So let’s start at the beginning: Born April 6, 1942 in Hamburg, Germany {not Rome as she often claimed}, Anita was descended from a wealthy Swedish clan “whose most notable member was painted by the great portraitist Hans Holbein, seated among bags of gold.”

A precious metal she quickly grew fond of—getting expelled from boarding school at 16 and seeking fame and fortune in Munich—“where I had my first sexual encounter,” she confided. “I’m a late bloomer, I guess.”

But she made up for lost time: “I was in Rome in 1960 just as La Dolce Vita was happening and met FedericoFellini, Alberto Moravia, Luchino Visconti and Pier Paolo Pasolini.” By ‘met,’ Anita means ‘mated’ with—notching affairs under her belt at 18 with the 3 legendary directors and 1 writer (in order below)—ages 40, 53, 54 and 38, respectively, at the moment of consummation.

Clearly a real social climb•her … though Pallenberg protested: “Back in the Sixties and Seventies everybody was always on about how I was a Stones ‘climber’ because I went through Brian Jones, was with Keith Richards and supposedly wanted to end up with Mick Jagger. But that was not my intention.” As they say, the best laid plans …

“Everyone forgot that I was well traveled before I met the Stones.” And Anita’s open road attracted the attention of Playboy magazine—which made her one of its ‘Girls of Rome’—just 19 and dressed from head to toe—in its February 1962 issue.

Indeed, all of Italy was buzzing around the blonde beauty (below left), who offered a laid back lifestyle with no strings or attachments (below right).

Sleuth had to Rome far and wide to find this uncensored outtake:

Pallenberg partied her way through Europe and then “to New York with my then-boyfriend, and we hung out with all the pop artists at the Factory: Warhol, Nico {her nemesis we’ll uncover later} and that lot. And there was a lot of in-house sex amongst the Soho set—they were ‘going at it like rabbits’ (below left). But since most of Andy’s artists were gay … Anita ‘indulged’ with bisexual brunettes Edie Sedgwick and Zouzou (above and below her, lower right)!

Warhol helped to channel some of the German’s sexual energy into a starring role in the Living Theatre performance piece Paradise Now—“which featured onstage nudity.”

====

__DIRECTIONS__.
1. In the Anita Pallenberg passage, where was she born?
2. Revise the Anita Pallenberg passage from "Indeed, all of" up to and including "attachments (below right).", swapping "laid back" for "carefree".

====

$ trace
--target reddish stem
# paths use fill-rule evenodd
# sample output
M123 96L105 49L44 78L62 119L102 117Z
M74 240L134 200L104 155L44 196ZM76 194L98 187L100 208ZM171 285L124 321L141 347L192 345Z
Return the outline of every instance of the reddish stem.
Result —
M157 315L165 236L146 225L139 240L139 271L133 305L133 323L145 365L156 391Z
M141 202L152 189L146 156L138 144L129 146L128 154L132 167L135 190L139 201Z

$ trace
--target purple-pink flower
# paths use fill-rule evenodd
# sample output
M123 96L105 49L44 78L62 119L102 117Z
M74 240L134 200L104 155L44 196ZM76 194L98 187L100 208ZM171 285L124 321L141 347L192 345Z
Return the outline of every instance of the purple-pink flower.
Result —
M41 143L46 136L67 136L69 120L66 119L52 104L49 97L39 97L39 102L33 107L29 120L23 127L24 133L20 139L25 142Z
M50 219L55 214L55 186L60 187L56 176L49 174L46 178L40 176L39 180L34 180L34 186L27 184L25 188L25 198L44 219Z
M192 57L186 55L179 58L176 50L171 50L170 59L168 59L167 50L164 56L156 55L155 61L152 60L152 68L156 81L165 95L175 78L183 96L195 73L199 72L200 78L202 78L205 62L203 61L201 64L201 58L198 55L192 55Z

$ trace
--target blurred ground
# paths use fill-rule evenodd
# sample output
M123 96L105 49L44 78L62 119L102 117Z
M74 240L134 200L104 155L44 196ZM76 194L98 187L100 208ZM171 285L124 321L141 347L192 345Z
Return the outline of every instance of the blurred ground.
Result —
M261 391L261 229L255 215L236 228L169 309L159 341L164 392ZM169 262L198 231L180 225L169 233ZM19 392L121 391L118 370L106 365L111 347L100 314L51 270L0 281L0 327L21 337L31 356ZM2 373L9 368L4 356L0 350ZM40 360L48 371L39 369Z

====

__ANSWERS TO EACH TASK__.
1. Hamburg, Germany.

2.
Indeed, all of Italy was buzzing around the blonde beauty (below left), who offered a carefree lifestyle with no strings or attachments (below right).